_Text passage:_

[Slowhand] Too many Swamp Meats ?

Gordon Shinn hailebrad at msn.com
Fri Jul 30 20:45:37 EDT 2004



Clapton, Van Halen cut prices to fight slow sales

What's bad for concert promoters may be good for consumers.
In a last-ditch attempt to fill seats in a lackluster summer-
concert season, venues around the U.S. slashed ticket prices
to as little as ten dollars -- for superstar acts including
Korn, Linkin Park and Snoop Dogg, the Dead, the Cure, Ozzfest
and John Mayer. The price cuts were in response to a dismal
summer, promoters say, with Lollapalooza, Britney Spears,
Christina Aguilera and Marc Anthony canceling tours, Norah
Jones downsizing from amphitheaters to smaller venues and
even major artists such as Eric Clapton and Jessica Simpson
struggling to move tickets.

_Challenge A:_
Write out the concert ticket article word for word, from "Gordon Shinn hailebrad" to "good for consumers.".
_Challenge B:_
How many lines of the records contain the string "office", where case counts? Reply with the number alone.

_Exercise input:_
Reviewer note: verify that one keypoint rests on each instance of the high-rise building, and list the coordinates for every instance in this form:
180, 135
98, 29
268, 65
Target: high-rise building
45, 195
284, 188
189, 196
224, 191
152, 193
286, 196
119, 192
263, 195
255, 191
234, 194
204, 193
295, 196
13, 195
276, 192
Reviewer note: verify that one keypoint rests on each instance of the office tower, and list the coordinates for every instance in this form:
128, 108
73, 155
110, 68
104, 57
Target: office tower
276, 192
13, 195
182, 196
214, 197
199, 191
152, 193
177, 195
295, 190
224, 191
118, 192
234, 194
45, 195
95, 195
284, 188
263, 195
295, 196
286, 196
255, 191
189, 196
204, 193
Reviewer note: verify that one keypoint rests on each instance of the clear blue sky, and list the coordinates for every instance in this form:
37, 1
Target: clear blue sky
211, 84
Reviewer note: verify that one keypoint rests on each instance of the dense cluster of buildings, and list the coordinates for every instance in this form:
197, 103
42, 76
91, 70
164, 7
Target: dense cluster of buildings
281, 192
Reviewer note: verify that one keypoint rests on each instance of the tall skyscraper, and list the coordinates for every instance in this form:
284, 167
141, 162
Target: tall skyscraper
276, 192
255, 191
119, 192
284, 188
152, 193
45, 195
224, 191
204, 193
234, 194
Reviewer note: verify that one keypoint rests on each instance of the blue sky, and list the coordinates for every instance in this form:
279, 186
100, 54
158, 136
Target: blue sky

_Worked answer A:_
Gordon Shinn hailebrad at msn.com
Fri Jul 30 20:45:37 EDT 2004



Clapton, Van Halen cut prices to fight slow sales

What's bad for concert promoters may be good for consumers.

_Worked answer B:_
2